-- TEXT FOR ANALYSIS --
For video captioning, the MSVD dataset (Chen and Dolan, 2011) is a popular choice for evaluating action recognition and video description tasks (Venugopalan et al., 2015), comprising 2,089 video segments and 85,550 English descriptions, with a standard split provided by Venugopalan et al. (2015). The MSRVTT dataset (Xu et al., 2016) includes 10,000 web video clips totaling 41.2 hours, each annotated with approximately 20 natural sentences. The DiDeMo dataset (Anne Hendricks et al., 2017) contains over 10,000 unedited personal videos, each associated with 3-5 pairs of descriptions pinpointing specific moments. The VATEX dataset (Wang et al., 2019) includes more than 41,250 videos paired with 825,000 captions in English and Chinese, featuring over 206,000 English-Chinese parallel translation pairs. Additionally, the TVC dataset (Lei et al., 2020) includes both validation and private test components for further evaluation. These datasets are instrumental in evaluating both the video captioning and the video information retrieval capabilities.

For evaluating audio captioning ability, the two most commonly used datasets are AudioCaps (Kim et al., 2019) and Clotho (Drossos et al., 2020). The AudioCaps dataset features 46,000 pairs of audio clips and human-written text descriptions. Meanwhile, the Clotho dataset includes 4,981 audio samples, each lasting between 15 to 30 seconds, accompanied by 24,905 captions that range from 8 to 20 words in length. Both datasets are instrumental in assessing a model’s audio understanding capabilities.

9.1.2. Question Answering Tasks

Evaluation datasets for question answering (QA) are crucial for assessing the performance of MLLMs that handle diverse data types like text, images, and audio. These datasets require models to analyze and combine information from multiple sources to respond to relevant questions accurately.

Visual Question Answering (VQA) evaluation dataset tests the MLLM’s ability to integrate and interpret both text and image data. These datasets contain images paired with questions that require visual understanding to answer. Commonly used VQA evaluation datasets such as VQAv2 (Goyal et al., 2019) contains 13 million answers associated with approximately 200,000 images from the COCO dataset. It also contains multi images question answer pairs that can test models’ multi image understanding abilities. GQA (Hudson and Manning, 2019) dataset is designed to address deficiencies in previous visual question answering (VQA) datasets by fostering advanced visual reasoning and reducing biases. It utilizes over 22 million questions generated from 113K real-world images annotated with detailed scene graphs, detailing objects, attributes, and relationships. OKVQA (Marino et al., 2019) was also created to address the limitations of existing VQA benchmarks by focusing on knowledge-based visual question answering. This dataset consists of more than 14,000 questions that require external knowledge to answer, covering various categories such as science & technology, history, and sports. Vizwiz (Gurari et al., 2018) focuses on collecting visual questions from blind users, presenting unique challenges such as image quality and conversational question styles. POPE (Li et al., 2023b) focuses on evaluating object hallucination in vision-language models, using 6,136 binary questions to test if models hallucinate non-existent objects in images from MS-COCO and other sources.

(Saved entries)
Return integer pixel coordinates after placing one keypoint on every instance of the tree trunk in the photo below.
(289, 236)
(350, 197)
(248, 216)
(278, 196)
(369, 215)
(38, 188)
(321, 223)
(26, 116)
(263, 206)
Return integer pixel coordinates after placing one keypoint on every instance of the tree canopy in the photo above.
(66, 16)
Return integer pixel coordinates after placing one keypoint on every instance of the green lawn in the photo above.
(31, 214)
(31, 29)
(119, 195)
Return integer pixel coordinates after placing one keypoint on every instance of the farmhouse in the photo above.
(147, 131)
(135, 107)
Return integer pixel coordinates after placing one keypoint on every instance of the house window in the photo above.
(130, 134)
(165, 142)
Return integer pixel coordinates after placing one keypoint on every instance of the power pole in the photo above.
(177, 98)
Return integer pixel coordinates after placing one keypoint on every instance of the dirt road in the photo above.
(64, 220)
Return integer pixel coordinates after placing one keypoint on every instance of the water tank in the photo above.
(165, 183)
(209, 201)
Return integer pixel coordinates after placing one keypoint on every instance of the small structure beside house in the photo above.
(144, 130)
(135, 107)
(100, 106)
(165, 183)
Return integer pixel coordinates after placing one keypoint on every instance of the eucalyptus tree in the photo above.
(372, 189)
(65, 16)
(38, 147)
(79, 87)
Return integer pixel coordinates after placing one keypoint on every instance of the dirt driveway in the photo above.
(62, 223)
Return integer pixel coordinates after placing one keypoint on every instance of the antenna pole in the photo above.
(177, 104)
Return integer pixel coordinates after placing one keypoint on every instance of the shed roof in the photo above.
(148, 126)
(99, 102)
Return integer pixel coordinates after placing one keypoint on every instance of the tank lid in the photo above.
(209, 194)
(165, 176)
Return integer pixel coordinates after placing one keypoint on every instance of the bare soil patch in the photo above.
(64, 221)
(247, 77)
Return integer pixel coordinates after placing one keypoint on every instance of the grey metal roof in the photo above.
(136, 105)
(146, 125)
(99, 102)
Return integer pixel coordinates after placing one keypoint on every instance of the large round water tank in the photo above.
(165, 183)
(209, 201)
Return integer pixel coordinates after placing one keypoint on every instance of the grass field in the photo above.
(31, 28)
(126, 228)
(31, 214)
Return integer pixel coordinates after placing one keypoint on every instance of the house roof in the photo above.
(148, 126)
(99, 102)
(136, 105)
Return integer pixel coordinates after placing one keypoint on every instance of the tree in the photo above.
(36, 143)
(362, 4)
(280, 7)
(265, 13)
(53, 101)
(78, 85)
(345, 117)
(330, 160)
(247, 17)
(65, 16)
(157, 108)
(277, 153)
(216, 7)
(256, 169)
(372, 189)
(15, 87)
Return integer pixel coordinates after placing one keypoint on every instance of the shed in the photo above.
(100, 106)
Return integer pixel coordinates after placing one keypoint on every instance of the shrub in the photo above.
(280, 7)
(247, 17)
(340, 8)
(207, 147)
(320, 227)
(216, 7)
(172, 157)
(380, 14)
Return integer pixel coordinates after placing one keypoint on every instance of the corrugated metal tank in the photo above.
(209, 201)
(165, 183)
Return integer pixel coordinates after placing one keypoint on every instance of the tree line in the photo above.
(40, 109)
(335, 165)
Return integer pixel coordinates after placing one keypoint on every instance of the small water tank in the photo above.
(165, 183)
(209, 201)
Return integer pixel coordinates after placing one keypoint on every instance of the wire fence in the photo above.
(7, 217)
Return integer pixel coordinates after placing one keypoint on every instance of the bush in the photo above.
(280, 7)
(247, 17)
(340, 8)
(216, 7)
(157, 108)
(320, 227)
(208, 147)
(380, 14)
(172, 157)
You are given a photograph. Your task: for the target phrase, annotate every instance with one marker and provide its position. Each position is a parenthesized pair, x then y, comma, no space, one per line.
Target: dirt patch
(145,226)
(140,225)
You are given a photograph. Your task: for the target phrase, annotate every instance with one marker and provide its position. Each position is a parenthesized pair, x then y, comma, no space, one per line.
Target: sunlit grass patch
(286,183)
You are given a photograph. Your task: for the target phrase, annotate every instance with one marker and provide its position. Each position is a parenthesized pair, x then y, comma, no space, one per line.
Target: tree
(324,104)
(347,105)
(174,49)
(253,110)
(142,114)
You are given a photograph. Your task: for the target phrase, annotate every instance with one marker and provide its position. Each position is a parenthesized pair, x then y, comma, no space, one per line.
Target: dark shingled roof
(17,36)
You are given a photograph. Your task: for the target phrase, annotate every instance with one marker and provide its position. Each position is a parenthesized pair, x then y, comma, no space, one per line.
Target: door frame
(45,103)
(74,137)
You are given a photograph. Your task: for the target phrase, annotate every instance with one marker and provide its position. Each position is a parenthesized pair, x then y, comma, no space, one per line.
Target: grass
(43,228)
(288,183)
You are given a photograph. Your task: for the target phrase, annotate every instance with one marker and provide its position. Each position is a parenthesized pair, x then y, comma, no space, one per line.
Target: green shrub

-- STUDY QUESTIONS --
1. According to the text on evaluation datasets, how many captions accompany the audio samples in the Clotho dataset?
2. List every dataset that the text on evaluation datasets names under video captioning.

-- ANSWERS TO THE EXERCISE --
1. 24,905 captions

2. MSVD, MSRVTT, DiDeMo, VATEX, TVC